SOURCE MATERIAL:
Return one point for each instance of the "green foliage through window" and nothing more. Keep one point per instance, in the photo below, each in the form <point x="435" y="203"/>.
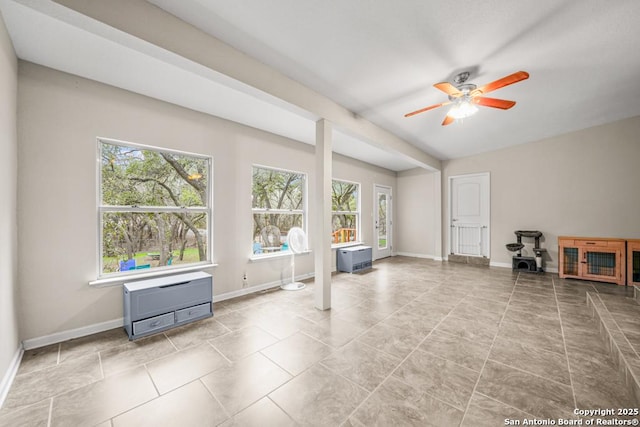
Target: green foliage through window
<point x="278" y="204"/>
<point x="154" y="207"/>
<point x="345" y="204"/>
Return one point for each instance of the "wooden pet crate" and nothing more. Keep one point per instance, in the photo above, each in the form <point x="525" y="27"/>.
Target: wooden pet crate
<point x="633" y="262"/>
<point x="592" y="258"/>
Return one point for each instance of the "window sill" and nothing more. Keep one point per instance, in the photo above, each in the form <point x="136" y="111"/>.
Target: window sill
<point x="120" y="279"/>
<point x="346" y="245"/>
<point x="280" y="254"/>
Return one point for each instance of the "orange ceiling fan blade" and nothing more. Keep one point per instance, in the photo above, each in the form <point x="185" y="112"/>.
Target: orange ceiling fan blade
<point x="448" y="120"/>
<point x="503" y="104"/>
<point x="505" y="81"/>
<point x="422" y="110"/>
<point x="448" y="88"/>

AIM OF THE EXERCISE: Write out every line of the entries above exactly, and omit their pictures.

WRITTEN ANSWER:
Return one point for each instance of the "green foliage through window" and nothing more. Keep one point per instance, in the photo below, each in the form <point x="435" y="203"/>.
Target: green foliage through window
<point x="278" y="204"/>
<point x="154" y="207"/>
<point x="345" y="204"/>
Return one point for each instance of the "wooden pet crate" and nothing more. Keep one point per instance, in the photo above, each in the form <point x="525" y="27"/>.
Target: wooden pet crate
<point x="633" y="262"/>
<point x="592" y="258"/>
Return one point for each instance of the "window sill" and nothing more. Keep one point per instance, in the photo above, each in the form <point x="136" y="111"/>.
Target: window sill
<point x="120" y="279"/>
<point x="346" y="245"/>
<point x="280" y="254"/>
Return one point for each instance of the "orange ceiling fan blade" and nothing more. Keep one point per instance, in the photo above, each in the form <point x="185" y="112"/>.
Target: orange ceiling fan blade
<point x="448" y="120"/>
<point x="503" y="104"/>
<point x="505" y="81"/>
<point x="422" y="110"/>
<point x="448" y="88"/>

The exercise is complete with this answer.